ENTRIES SUPPLIED:

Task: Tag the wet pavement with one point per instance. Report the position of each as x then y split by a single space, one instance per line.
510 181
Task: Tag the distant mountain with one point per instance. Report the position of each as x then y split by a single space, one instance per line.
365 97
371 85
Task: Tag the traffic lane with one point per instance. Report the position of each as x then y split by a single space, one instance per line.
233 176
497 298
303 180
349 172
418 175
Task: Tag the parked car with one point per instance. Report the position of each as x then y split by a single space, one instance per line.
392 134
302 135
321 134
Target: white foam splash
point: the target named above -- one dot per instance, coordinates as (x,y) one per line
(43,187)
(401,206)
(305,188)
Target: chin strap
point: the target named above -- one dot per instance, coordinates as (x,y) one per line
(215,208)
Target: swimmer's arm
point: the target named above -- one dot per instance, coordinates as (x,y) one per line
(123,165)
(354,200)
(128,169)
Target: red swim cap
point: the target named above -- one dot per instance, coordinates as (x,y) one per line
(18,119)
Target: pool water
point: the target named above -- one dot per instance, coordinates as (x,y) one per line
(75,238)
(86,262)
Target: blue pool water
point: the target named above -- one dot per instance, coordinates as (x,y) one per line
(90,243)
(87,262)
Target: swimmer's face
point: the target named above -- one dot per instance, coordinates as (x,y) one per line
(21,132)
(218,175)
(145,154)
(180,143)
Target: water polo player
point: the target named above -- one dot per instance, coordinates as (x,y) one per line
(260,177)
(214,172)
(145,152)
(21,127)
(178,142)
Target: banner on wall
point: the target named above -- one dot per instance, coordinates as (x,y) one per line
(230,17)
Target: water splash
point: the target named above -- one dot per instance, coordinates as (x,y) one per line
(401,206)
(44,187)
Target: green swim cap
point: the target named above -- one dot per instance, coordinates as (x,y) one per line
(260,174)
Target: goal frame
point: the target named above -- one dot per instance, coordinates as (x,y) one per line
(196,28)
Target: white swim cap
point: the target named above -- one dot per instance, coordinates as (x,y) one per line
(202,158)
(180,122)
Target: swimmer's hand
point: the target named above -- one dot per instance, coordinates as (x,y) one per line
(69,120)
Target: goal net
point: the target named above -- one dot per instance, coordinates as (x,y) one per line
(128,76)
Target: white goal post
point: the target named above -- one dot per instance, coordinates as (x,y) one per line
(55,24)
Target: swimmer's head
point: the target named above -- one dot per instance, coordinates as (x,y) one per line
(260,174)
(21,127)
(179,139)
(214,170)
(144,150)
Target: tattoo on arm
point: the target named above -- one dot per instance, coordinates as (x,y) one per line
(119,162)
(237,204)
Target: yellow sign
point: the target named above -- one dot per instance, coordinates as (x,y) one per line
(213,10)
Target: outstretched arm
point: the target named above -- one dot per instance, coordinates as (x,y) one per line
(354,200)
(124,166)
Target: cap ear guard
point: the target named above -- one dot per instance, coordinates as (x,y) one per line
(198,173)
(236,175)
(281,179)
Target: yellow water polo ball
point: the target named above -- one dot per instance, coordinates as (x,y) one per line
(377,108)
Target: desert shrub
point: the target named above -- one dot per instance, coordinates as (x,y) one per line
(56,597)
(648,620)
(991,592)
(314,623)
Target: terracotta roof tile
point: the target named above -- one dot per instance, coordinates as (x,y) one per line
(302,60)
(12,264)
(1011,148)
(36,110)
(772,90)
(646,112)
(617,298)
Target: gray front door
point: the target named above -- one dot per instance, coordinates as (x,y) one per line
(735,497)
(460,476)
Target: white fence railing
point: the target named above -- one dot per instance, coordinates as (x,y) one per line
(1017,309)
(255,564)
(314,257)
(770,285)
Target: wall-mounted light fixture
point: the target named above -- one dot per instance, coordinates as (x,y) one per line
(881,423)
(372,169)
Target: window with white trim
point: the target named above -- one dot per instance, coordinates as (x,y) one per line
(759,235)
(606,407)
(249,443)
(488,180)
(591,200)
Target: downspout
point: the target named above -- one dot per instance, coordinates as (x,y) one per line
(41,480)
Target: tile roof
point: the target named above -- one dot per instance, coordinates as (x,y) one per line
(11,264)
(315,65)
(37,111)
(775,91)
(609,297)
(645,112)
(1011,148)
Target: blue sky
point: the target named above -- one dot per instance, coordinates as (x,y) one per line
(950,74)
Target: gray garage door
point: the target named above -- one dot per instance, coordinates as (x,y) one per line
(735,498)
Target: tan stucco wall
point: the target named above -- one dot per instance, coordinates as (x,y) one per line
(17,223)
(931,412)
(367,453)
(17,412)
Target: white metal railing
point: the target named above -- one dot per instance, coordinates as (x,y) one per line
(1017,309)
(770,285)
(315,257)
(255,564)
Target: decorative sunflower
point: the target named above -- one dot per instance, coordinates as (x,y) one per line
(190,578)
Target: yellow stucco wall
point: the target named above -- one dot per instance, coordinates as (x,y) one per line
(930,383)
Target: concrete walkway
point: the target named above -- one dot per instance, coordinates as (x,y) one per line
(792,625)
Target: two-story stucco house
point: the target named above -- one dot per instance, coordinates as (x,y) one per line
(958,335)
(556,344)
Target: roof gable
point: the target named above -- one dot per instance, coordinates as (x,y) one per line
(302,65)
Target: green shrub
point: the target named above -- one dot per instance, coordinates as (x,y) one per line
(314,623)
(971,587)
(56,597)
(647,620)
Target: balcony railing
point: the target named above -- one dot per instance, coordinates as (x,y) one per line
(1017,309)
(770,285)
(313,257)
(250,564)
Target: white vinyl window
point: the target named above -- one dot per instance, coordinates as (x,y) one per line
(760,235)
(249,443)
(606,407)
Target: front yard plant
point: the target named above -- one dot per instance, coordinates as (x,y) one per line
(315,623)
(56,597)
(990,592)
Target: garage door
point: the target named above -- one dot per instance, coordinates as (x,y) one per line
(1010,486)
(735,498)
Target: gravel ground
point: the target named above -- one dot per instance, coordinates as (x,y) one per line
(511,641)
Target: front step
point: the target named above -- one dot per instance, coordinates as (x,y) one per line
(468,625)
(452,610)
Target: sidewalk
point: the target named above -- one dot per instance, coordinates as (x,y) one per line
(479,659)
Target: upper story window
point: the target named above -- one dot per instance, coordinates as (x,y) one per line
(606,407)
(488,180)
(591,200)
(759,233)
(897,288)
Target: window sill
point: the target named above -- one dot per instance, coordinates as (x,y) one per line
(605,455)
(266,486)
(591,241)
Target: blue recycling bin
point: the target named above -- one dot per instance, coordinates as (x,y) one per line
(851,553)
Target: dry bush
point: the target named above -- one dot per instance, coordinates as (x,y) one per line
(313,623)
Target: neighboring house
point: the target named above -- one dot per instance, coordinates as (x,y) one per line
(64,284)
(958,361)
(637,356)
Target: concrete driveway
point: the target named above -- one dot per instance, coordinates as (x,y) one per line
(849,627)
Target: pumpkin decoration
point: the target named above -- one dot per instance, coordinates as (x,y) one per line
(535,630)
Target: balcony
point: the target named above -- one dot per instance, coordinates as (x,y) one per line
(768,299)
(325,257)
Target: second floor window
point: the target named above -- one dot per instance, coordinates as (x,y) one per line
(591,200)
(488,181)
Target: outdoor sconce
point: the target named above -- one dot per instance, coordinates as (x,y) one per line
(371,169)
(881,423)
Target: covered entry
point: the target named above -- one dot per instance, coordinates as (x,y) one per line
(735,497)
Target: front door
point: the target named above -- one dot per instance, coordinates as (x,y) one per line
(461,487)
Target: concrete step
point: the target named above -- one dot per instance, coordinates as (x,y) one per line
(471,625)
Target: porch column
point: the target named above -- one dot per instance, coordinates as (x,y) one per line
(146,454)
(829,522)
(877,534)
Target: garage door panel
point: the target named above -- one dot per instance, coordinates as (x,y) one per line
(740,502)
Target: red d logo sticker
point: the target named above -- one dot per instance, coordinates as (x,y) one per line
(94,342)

SHORT PROBLEM:
Produce an exact copy of the whole listing.

PROBLEM SOLUTION:
Task: Tag the wet pavement with one point per instance. Report the position of each as x then y split by a single space, one instance per line.
510 181
Task: Tag the distant mountain with one point per instance. Report the position of each as x then y split by a single space, one instance per line.
365 97
371 85
Task: Tag the traffic lane with one point per instance. Report the position of each as x then y split by a single space, one instance per line.
233 176
497 298
303 180
349 172
418 175
Task: Tag the parked car with one point per instance. Report the position of each as x then y split by a single space, one instance per line.
392 134
302 135
321 134
Target: white foam splash
point: the target named above -- one dot per instance, coordinates as (x,y) one per line
(43,187)
(401,206)
(305,188)
Target: chin strap
point: the target named above -- one dot per instance, coordinates as (x,y) one per line
(215,208)
Target: swimmer's arm
point: the target named above -- one dot per instance, coordinates as (x,y) one per line
(123,165)
(354,200)
(128,169)
Target: red swim cap
point: the target named above -- one dot per instance, coordinates as (x,y) one per line
(18,119)
Target: pool water
point: the target named above -- one dot per instance, coordinates as (x,y) one per line
(75,238)
(86,262)
Target: blue pool water
point: the target named above -- one dot per instance, coordinates as (x,y) one per line
(90,243)
(87,262)
Target: swimmer's face
point: the target named above -- one dot per instance, coordinates as (x,y) one per line
(21,132)
(218,175)
(145,154)
(180,143)
Target: water polo player
point: the target named above -- one dot per instance, coordinates as (x,y) one per line
(260,177)
(214,172)
(145,152)
(21,127)
(178,142)
Target: banner on wall
point: the target named above -- one dot per instance, coordinates as (x,y) one per line
(230,17)
Target: water splash
point: the target named above -- one dot per instance, coordinates as (x,y) one per line
(401,206)
(44,187)
Target: green swim cap
point: the target named above -- one dot per instance, coordinates as (x,y) one per line
(260,174)
Target: goal frame
point: the target named above -- one dot per instance, coordinates as (x,y) one per line
(196,28)
Target: white swim cap
point: the target named above -- one dot per instance, coordinates as (x,y) one per line
(202,158)
(180,122)
Target: swimmer's hand
point: the target named above -- one dot per instance, coordinates as (x,y) one per line
(69,120)
Target: goal net
point: the target named above -- one dot per instance, coordinates as (x,y) one per line
(128,76)
Target: white goal post
point: the target named above -- one dot per instance, coordinates as (x,y) one per line
(55,24)
Target: swimmer's head
point: the target named above -- one dot per instance, coordinates as (x,y) one per line
(260,174)
(21,127)
(179,139)
(214,170)
(144,150)
Target: tattoo on arm
point: the target named above -- one dot per instance, coordinates as (x,y) one per line
(119,162)
(237,204)
Target: yellow sign
point: the target named above -- one dot per instance, coordinates as (x,y) one per line
(213,10)
Target: outstretched arm
point: the target named above -- one dot per instance, coordinates as (x,y) one per line
(354,200)
(124,166)
Target: cap ear guard
point: the target named above -- one dot per instance, coordinates as (x,y) one per line
(198,173)
(236,175)
(281,179)
Target: yellow water polo ball
point: the target named above -- one dot per instance, coordinates as (x,y) one per line
(377,108)
Target: desert shrub
point: the target named above -- one dot per instance, coordinates as (x,y) one per line
(56,597)
(648,620)
(991,592)
(314,623)
Target: terracotta roof tile
point: the target named above -- one dot per instance, coordinates as (x,y) one per line
(302,60)
(12,264)
(1011,148)
(36,110)
(772,90)
(646,112)
(617,298)
Target: gray front door
point: the target named above -- one dot per instance, coordinates as (x,y) one per line
(735,497)
(460,476)
Target: white fence railing
point: the target named above -- one dot per instance, coordinates as (x,y) one per line
(1017,309)
(255,564)
(314,257)
(770,285)
Target: wall-mounted light fixture
point: the target named above -- one dot per instance, coordinates as (x,y) one per line
(881,423)
(372,169)
Target: window with white trim
point: the target named above -- one dot per instance, coordinates as (x,y) one per line
(759,235)
(606,407)
(249,443)
(488,180)
(591,200)
Target: downspout
point: the target named above -- one dot per instance, coordinates as (x,y) one per line
(41,480)
Target: tile roof
point: the target named above -- one dot per instance, coordinates as (x,y) one per line
(11,264)
(315,65)
(37,111)
(775,91)
(609,297)
(645,112)
(1011,148)
Target: blue sky
point: the target named above -- one dot per instance, coordinates as (x,y) one per line
(950,74)
Target: gray garage door
point: the target named above -- one dot per instance, coordinates as (x,y) one per line
(735,498)
Target: tan stucco wall
point: the target named above -- one dot per instance, coordinates as (x,y) one per line
(17,223)
(931,412)
(367,453)
(17,412)
Target: white metal railing
point: the target named above -- one dot per instance, coordinates as (x,y) one per line
(1017,309)
(770,285)
(315,257)
(255,564)
Target: decorative sunflower
point: the target named above -- one dot per instance, coordinates as (x,y) one per line
(190,578)
Target: yellow stucco wall
point: the target named above -- one dot per instance, coordinates as (x,y) one per line
(930,383)
Target: concrete walkway
point: the target named above -- one dot per instance, coordinates as (x,y) one per line
(792,625)
Target: two-story stucco house
point: the target named above -- one dot per instance, coordinates as (x,y) one per line
(958,335)
(556,344)
Target: roof gable
point: the target named above -- one dot per instance, coordinates as (x,y) one per line
(302,65)
Target: green shrub
point: the target named above -- one dot per instance, coordinates as (x,y) one per line
(314,623)
(971,587)
(56,597)
(647,620)
Target: balcony railing
point: the target named above -- one dot per instance, coordinates as (x,y) one per line
(1017,309)
(770,285)
(313,257)
(250,564)
Target: white vinyl window
point: the target named above -- one dot per instance, coordinates as (x,y) one per line
(760,235)
(249,443)
(606,407)
Target: front yard plant
point: the target named above -- one dot per instance, coordinates as (x,y) one per line
(315,623)
(56,597)
(990,592)
Target: garage door
point: the target named above -- one dot per instance, coordinates as (x,y) one per line
(1010,486)
(735,498)
Target: gravel ground
point: the target named above -- one dot per instance, coordinates as (x,y) one per line
(511,641)
Target: front step
point: the target named above -- one dot per instance, coordinates as (x,y) one per line
(468,625)
(452,610)
Target: sidewalk
point: the target named above -- one dot per instance, coordinates as (x,y) one per line
(479,659)
Target: upper story window
point: the target named above -- one dot per instance, coordinates as (x,y) one per line
(606,407)
(488,180)
(591,200)
(759,233)
(897,288)
Target: window sill
point: the target named above -- one dot per instance, coordinates as (x,y) one per line
(605,455)
(266,486)
(591,241)
Target: blue recycling bin
point: the target named above -- one dot per instance, coordinates as (x,y) one per line
(851,553)
Target: dry bush
point: the target named above -- one dot per instance, coordinates as (x,y) one per line
(313,623)
Target: neighboring house
point: the target named above -- one dot per instance, coordinates as (x,y) one per line
(64,284)
(958,361)
(637,356)
Target: concrete driveway
point: the target named above -- one dot per instance, coordinates as (x,y) one per line
(849,627)
Target: pumpkin decoration
point: the target named above -- one dot per instance, coordinates as (x,y) one per line
(535,630)
Target: balcony
point: the target named above -- one dot per instance, coordinates as (x,y) one per line
(768,299)
(325,257)
Target: second floor window
point: the target named above -- one dot per instance, coordinates as (x,y) one per line
(591,200)
(488,181)
Target: outdoor sconce
point: the target named above -- one dot per instance, coordinates as (x,y) one per line
(371,169)
(881,423)
Target: covered entry
point: the target named above -- one dot per instance, coordinates as (x,y) one per line
(735,497)
Target: front door
point: the target named above -- one dot per instance, coordinates as (x,y) one per line
(461,487)
Target: concrete step
point: the target named above -- one dot per instance, coordinates as (x,y) one per line
(471,625)
Target: porch column
point: the target named above -- one dot per instance, coordinates as (x,y) one per line
(146,454)
(829,522)
(877,534)
Target: garage door panel
point: the target named above -- one dot per instance, coordinates as (x,y) one per line
(740,502)
Target: red d logo sticker
point: the target named above -- one dot per instance, coordinates as (x,y) one per line
(94,342)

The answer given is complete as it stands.